WRITTEN REQUEST
Copy the data below verbatim, from the line containing "The landscaping shrub" through the end of the data.

Saved entries
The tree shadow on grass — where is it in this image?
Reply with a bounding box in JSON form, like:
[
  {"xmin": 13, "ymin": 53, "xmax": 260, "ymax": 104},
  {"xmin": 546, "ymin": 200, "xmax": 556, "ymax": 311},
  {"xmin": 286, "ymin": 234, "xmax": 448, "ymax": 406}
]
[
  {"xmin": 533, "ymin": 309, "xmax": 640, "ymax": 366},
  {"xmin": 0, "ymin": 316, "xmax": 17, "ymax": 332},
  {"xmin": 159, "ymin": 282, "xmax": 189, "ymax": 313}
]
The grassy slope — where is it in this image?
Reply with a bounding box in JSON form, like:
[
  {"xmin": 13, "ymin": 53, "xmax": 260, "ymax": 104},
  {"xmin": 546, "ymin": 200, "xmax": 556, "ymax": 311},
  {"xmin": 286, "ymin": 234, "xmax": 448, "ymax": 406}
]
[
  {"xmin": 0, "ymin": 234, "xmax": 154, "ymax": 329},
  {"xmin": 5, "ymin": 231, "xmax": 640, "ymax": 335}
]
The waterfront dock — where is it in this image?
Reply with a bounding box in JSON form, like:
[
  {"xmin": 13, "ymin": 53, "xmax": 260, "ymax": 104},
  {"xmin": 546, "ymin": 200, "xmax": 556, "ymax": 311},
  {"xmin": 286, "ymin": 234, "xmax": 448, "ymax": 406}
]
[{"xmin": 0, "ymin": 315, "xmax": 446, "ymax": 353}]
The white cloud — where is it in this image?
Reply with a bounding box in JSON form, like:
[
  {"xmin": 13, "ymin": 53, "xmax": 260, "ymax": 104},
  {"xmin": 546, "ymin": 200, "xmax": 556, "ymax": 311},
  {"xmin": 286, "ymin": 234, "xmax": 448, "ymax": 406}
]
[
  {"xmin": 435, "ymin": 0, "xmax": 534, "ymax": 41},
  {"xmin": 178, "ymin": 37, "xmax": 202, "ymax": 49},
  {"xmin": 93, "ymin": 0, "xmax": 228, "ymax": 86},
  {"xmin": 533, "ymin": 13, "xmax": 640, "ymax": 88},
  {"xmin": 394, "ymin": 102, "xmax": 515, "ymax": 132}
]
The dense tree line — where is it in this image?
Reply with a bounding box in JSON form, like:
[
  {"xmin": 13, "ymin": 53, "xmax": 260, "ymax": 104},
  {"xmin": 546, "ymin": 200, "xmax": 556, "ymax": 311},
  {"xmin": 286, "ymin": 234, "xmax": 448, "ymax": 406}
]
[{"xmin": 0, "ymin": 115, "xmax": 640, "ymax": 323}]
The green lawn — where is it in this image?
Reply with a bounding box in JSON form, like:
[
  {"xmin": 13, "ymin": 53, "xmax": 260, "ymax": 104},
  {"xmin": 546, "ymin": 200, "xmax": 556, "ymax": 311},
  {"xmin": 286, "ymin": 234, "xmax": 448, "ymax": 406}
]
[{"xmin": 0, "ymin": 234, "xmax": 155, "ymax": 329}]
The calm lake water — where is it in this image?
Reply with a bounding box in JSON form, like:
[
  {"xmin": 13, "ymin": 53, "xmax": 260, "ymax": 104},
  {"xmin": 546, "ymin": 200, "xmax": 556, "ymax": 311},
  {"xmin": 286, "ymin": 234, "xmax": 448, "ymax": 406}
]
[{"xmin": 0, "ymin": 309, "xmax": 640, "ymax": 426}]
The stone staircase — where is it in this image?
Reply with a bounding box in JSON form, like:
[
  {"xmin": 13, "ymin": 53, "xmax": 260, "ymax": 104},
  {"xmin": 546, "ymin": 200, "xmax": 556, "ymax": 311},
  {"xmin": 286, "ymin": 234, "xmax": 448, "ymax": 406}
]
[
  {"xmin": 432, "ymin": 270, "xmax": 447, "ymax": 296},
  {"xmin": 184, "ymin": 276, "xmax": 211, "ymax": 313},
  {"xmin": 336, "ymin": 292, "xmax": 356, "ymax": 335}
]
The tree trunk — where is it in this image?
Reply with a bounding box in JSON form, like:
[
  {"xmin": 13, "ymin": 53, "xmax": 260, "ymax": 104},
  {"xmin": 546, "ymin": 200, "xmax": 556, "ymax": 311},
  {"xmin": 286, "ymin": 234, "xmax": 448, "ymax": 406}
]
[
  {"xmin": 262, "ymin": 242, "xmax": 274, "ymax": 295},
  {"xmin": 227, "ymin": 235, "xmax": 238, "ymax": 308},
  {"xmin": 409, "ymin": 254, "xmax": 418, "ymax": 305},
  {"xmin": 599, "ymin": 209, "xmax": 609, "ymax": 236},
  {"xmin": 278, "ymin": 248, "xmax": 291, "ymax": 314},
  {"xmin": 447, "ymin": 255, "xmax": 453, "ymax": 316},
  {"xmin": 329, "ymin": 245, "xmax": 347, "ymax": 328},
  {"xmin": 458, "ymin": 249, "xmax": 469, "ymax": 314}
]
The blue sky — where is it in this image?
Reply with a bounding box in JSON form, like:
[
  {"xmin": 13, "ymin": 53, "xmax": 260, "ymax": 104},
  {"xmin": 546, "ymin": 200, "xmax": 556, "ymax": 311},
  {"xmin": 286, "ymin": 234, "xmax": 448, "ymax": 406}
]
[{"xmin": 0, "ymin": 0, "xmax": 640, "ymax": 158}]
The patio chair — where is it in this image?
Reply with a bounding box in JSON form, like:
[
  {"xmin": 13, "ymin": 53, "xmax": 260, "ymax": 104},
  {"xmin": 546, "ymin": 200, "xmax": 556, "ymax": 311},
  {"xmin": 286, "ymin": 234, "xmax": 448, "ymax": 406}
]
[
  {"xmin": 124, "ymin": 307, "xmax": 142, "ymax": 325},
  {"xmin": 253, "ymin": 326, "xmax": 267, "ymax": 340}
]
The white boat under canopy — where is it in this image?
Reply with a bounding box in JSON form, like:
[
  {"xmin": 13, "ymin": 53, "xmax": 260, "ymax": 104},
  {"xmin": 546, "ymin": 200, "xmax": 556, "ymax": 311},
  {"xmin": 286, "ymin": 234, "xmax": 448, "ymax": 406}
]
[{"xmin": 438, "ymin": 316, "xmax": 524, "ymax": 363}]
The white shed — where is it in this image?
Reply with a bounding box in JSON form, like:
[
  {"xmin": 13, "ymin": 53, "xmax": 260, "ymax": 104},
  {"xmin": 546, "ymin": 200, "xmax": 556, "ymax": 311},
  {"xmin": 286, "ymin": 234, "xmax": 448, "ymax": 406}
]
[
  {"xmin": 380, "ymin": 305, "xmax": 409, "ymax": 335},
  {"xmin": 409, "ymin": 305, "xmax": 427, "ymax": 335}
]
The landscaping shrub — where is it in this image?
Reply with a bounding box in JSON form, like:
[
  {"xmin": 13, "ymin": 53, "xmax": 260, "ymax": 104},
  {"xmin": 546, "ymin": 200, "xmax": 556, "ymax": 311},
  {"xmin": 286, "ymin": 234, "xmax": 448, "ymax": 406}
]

ANSWER FOR THIS EXERCISE
The landscaping shrub — where is it in this image?
Reply with a bounding box in JSON form, like:
[
  {"xmin": 13, "ymin": 53, "xmax": 260, "ymax": 104},
  {"xmin": 546, "ymin": 200, "xmax": 556, "ymax": 311},
  {"xmin": 286, "ymin": 234, "xmax": 448, "ymax": 406}
]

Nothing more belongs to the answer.